From the records below, determine the number of lines containing "shirt". Output that number alone.
** GIVEN INFORMATION follows **
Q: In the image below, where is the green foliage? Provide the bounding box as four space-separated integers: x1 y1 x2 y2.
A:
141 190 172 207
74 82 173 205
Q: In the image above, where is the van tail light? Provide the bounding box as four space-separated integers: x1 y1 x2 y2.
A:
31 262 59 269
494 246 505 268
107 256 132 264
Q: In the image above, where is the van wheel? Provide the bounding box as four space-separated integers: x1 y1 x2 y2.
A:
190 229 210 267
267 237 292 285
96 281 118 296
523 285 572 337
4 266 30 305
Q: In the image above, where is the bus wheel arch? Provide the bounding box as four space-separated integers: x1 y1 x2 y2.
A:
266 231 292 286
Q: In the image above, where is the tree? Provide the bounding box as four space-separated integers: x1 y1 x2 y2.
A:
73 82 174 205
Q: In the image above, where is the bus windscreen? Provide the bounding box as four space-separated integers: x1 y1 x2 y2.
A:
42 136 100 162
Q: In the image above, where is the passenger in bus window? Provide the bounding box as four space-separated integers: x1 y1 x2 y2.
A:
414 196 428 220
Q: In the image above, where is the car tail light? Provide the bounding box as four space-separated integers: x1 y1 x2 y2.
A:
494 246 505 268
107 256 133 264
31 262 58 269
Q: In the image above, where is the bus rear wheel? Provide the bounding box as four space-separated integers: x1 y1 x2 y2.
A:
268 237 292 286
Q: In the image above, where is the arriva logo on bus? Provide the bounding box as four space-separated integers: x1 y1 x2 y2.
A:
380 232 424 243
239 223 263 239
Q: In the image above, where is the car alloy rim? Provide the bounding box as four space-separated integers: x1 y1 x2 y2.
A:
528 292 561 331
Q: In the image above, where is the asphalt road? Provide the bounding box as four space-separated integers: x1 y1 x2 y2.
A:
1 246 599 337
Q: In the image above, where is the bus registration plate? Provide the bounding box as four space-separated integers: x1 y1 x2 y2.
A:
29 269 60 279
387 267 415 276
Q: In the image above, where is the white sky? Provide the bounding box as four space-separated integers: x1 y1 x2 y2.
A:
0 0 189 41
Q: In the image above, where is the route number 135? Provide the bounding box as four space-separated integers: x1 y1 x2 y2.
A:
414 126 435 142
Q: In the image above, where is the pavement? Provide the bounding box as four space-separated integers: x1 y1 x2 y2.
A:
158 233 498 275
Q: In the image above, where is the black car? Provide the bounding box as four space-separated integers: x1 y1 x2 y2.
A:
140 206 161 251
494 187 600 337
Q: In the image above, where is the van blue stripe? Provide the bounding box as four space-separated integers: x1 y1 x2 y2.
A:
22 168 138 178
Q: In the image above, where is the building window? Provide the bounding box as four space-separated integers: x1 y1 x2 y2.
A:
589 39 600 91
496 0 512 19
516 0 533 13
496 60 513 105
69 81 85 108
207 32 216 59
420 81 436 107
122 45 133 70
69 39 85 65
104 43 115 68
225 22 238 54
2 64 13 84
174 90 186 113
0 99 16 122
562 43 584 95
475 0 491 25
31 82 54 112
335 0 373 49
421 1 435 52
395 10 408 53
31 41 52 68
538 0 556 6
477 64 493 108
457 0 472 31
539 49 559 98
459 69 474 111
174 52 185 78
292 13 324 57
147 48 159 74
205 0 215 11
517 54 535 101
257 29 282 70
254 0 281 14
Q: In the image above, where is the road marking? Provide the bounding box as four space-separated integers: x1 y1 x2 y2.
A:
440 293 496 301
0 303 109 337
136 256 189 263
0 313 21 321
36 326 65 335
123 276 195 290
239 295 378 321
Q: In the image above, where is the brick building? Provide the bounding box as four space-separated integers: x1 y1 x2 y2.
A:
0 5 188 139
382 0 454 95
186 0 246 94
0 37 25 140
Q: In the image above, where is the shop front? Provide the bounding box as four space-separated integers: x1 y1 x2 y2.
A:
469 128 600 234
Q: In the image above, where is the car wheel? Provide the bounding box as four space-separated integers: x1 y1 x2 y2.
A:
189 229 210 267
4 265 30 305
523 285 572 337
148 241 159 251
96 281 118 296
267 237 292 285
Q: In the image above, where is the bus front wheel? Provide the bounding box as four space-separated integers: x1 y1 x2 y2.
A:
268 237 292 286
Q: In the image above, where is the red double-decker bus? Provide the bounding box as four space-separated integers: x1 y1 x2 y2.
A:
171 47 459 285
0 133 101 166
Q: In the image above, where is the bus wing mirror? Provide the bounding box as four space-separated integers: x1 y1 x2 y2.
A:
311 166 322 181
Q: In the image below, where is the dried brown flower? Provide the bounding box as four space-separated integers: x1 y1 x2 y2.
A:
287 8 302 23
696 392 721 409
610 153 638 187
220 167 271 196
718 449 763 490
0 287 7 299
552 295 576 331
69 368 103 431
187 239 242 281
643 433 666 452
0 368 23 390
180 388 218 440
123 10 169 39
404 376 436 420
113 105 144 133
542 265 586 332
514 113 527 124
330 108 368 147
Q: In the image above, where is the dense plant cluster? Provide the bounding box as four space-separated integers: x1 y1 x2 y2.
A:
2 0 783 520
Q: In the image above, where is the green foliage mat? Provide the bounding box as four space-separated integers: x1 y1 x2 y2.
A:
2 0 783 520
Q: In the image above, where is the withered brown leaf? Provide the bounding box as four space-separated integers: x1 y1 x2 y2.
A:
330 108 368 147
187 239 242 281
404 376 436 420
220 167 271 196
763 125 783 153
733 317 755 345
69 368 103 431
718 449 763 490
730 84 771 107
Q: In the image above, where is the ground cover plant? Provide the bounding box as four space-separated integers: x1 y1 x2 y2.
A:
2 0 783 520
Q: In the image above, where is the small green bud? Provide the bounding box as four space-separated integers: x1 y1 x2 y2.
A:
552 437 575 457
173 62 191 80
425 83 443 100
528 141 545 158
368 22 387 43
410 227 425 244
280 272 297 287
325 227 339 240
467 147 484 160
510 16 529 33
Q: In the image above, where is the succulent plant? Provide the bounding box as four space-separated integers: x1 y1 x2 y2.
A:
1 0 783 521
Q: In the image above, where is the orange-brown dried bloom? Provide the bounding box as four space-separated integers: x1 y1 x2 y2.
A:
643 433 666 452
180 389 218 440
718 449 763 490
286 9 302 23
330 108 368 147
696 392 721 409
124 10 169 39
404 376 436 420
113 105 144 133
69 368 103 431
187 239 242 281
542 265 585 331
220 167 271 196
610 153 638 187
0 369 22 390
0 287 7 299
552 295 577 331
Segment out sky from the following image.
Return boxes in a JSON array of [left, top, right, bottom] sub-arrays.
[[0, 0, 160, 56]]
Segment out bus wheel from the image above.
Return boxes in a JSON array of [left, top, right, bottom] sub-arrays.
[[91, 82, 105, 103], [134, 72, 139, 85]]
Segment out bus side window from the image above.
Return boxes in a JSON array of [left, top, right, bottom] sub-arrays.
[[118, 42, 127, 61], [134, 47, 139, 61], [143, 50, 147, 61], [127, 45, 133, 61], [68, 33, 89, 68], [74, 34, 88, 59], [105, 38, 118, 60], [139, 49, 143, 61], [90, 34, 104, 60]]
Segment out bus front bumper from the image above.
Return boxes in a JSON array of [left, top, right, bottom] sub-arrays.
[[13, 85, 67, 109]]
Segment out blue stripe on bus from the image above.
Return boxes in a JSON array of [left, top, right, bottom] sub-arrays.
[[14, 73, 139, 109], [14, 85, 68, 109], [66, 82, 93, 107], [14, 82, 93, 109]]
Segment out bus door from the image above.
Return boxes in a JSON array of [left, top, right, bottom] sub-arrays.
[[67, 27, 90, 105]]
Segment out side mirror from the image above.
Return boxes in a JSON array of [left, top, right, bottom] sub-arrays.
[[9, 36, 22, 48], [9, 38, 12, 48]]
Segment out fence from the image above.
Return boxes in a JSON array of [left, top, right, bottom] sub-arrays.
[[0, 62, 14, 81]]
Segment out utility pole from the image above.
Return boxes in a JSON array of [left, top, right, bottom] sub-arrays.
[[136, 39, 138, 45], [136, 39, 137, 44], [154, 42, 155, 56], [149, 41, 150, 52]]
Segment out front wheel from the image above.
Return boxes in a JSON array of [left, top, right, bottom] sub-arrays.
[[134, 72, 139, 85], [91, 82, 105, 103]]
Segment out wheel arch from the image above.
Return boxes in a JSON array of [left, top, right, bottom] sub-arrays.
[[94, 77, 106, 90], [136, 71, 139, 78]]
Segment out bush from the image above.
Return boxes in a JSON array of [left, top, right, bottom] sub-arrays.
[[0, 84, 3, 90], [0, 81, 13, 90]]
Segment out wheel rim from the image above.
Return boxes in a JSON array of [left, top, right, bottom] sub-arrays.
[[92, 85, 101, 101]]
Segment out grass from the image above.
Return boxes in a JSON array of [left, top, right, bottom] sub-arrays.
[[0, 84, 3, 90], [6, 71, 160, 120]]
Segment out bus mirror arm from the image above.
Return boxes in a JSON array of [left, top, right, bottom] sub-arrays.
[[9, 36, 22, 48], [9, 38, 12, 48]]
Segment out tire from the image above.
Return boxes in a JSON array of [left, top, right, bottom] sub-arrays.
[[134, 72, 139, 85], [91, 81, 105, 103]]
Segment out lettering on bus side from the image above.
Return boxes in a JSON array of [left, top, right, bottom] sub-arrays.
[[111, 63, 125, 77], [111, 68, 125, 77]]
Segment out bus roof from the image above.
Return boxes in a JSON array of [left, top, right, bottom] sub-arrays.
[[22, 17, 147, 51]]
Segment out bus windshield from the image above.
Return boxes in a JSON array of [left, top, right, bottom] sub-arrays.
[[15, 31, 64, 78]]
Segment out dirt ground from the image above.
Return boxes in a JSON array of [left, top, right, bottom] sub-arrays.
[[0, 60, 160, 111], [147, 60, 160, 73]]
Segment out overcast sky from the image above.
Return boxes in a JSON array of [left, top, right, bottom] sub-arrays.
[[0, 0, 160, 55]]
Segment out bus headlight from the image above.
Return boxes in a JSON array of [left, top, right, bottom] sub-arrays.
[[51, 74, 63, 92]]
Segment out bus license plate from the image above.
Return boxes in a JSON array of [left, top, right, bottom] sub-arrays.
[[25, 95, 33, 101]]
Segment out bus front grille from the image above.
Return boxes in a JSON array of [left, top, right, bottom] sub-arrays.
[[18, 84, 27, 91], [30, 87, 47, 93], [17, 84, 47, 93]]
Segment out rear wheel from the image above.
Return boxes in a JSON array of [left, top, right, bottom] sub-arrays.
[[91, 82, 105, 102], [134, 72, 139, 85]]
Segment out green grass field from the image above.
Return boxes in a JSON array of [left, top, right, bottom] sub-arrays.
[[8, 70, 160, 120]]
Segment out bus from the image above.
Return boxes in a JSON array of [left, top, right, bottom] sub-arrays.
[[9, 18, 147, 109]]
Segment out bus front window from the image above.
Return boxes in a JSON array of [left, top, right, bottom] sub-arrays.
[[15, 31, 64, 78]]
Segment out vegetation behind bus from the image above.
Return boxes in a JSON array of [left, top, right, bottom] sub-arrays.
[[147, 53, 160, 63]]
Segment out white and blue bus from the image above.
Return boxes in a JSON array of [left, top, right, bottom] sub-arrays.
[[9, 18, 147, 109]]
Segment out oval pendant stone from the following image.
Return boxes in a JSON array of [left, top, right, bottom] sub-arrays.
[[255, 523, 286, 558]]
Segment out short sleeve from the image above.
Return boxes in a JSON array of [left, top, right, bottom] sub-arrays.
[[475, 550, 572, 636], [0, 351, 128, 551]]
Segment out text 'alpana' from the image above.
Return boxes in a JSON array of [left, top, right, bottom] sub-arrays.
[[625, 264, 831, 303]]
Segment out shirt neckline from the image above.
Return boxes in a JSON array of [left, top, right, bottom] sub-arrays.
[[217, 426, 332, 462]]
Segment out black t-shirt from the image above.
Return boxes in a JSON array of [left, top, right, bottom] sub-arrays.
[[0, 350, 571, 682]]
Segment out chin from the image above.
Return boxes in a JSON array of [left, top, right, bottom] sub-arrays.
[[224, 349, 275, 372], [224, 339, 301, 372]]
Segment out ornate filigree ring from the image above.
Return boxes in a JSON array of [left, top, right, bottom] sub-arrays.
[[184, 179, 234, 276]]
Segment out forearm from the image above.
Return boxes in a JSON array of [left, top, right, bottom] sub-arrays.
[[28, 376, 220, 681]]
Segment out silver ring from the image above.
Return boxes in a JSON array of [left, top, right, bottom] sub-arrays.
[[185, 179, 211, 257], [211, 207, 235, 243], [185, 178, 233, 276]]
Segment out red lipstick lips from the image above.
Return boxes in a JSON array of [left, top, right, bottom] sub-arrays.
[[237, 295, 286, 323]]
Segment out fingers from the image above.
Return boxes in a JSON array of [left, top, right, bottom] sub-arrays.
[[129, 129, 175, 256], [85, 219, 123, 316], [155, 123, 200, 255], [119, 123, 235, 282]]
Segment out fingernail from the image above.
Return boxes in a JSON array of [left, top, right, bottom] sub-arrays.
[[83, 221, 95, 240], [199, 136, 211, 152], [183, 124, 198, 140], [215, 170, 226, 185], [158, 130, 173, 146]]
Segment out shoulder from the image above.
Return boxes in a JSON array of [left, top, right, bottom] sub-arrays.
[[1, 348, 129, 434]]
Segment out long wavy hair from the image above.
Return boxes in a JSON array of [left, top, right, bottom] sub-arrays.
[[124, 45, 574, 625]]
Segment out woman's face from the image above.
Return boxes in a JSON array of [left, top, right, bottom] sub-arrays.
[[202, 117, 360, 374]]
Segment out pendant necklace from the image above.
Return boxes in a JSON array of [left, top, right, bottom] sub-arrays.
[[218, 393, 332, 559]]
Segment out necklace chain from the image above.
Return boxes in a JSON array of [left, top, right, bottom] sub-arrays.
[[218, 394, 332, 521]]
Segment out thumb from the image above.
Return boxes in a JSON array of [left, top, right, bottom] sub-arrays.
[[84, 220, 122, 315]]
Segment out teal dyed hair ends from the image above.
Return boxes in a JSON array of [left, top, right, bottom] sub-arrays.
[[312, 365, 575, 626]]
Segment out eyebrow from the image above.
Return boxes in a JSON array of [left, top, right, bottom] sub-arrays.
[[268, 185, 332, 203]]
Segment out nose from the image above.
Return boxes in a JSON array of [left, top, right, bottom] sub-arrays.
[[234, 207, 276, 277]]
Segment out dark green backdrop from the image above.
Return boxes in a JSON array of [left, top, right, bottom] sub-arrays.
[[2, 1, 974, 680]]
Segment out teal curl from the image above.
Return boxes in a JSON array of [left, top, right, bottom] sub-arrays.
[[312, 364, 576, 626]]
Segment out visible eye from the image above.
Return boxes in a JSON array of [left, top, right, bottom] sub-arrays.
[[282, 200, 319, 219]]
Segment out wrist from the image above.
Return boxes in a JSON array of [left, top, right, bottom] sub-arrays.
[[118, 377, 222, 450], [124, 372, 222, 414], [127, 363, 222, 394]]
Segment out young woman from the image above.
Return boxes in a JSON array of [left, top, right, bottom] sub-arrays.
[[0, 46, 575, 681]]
** End of GIVEN INFORMATION **
# EXERCISE RESULT:
2